Die Stimme des Heizlüfters

Mit seinen Videoperformances „Möbiusband“ und „Sphären“ debütiert Stefan Hauberg jetzt auf Kampnagel

Der schmächtige Mann mit dem langen Zopf dreht sich. Langsam bewegt er die Arme dazu, in verschiedene Richtungen, in allen Gelenken. Wie Taiji sähen die bedächtigen Drehungen von Stefan Hauberg aus, wäre da nicht die Dachlatte in seinen Händen. Fünf Meter misst sie, am Ende ist eine Videokamera befestigt. Während Hauberg gemächlich rotiert, fährt sie Achterbahn, wirbelt im Kreis, stürzt kopfüber in die Tiefe, um dann in die Höhe zu schnellen.

In seinen beiden Videoperformances Möbiusband und Sphären am Donnerstag auf Kampnagel macht der Student an der Hochschule für bildende Künste physikalische Gesetze sichtbar: Eine langsame Bewegung im Mittelpunkt eines Systems erfordert ungleich höhere Geschwindigkeiten der ums Zentrum kreisenden Körper. Siehe unser Sonnensystem, siehe ein Pferd an der Longe, siehe Hauberg und seine Kamera.

# [AUFGABEN UND ÜBUNGEN]
1) Beantworte diese Fragen zum Artikel über Stefan Hauberg:
(a) Wie lang ist die Dachlatte, die Hauberg in den Händen hält?
(b) Was ist am Ende dieser Dachlatte befestigt?
(c) An welcher Hochschule studiert Hauberg?
2) Gib den Abschnitt des Artikels wortgetreu wieder, der mit „Die Stimme des“ beginnt und bis einschließlich „Höhe zu schnellen.“ reicht.
Die Zeilen weiter unten stehen in keinem Zusammenhang mit dem Artikel.

# [AUFLISTUNG]
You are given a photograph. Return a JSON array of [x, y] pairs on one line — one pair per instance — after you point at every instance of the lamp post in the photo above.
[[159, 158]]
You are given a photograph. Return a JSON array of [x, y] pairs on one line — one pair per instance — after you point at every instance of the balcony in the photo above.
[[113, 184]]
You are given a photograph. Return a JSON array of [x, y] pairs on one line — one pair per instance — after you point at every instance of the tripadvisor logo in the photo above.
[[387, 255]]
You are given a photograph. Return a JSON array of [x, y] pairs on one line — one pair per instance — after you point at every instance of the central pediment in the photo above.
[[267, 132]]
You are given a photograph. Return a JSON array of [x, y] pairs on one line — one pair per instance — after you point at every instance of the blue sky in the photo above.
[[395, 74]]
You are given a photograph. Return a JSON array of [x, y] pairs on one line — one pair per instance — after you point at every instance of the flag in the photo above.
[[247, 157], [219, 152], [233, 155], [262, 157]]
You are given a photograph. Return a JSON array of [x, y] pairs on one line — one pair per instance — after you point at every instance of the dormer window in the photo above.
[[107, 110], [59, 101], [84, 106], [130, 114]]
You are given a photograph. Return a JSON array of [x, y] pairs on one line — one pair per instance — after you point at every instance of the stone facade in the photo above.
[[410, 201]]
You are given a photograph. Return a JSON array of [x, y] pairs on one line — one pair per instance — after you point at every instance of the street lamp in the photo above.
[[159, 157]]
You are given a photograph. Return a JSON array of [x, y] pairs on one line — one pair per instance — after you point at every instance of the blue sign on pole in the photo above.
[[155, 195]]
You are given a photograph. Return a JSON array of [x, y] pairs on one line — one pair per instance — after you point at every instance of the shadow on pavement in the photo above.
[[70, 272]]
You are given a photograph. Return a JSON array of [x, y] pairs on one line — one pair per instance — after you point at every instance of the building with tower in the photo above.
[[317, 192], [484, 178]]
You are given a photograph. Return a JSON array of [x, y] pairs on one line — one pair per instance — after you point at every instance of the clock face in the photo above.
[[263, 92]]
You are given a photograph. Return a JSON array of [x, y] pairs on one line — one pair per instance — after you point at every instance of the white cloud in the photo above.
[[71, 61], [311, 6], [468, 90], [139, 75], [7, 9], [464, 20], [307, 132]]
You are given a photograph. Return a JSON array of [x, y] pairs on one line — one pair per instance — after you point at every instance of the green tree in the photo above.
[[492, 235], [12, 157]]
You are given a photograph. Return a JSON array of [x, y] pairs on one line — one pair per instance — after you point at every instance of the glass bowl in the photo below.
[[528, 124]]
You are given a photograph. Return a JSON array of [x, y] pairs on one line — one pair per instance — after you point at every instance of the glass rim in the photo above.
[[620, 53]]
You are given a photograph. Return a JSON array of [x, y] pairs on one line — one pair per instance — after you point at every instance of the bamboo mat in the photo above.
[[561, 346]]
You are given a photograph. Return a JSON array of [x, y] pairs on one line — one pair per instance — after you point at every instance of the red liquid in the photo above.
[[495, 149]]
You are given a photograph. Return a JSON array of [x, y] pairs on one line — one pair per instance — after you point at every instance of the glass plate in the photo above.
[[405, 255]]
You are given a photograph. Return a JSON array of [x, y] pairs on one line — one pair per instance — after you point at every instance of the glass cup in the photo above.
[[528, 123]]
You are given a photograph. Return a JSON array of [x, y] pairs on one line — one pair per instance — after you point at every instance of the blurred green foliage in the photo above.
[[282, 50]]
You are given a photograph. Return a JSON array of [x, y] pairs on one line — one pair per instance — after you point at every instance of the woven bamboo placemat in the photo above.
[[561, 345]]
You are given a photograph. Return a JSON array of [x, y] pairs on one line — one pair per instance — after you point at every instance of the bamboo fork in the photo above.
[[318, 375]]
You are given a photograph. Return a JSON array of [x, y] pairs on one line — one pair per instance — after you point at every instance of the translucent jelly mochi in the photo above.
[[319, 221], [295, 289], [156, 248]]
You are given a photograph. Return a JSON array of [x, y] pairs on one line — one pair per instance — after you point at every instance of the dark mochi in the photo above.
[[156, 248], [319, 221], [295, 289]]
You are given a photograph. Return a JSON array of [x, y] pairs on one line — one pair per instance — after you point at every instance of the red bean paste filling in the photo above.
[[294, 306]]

# [LÖSUNGEN DER AUFGABEN]
1)
(a) Die Dachlatte ist fünf Meter lang.
(b) Am Ende der Dachlatte ist eine Videokamera befestigt.
(c) Hauberg studiert an der Hochschule für bildende Künste.

2)
Die Stimme des Heizlüfters

Mit seinen Videoperformances „Möbiusband“ und „Sphären“ debütiert Stefan Hauberg jetzt auf Kampnagel

Der schmächtige Mann mit dem langen Zopf dreht sich. Langsam bewegt er die Arme dazu, in verschiedene Richtungen, in allen Gelenken. Wie Taiji sähen die bedächtigen Drehungen von Stefan Hauberg aus, wäre da nicht die Dachlatte in seinen Händen. Fünf Meter misst sie, am Ende ist eine Videokamera befestigt. Während Hauberg gemächlich rotiert, fährt sie Achterbahn, wirbelt im Kreis, stürzt kopfüber in die Tiefe, um dann in die Höhe zu schnellen.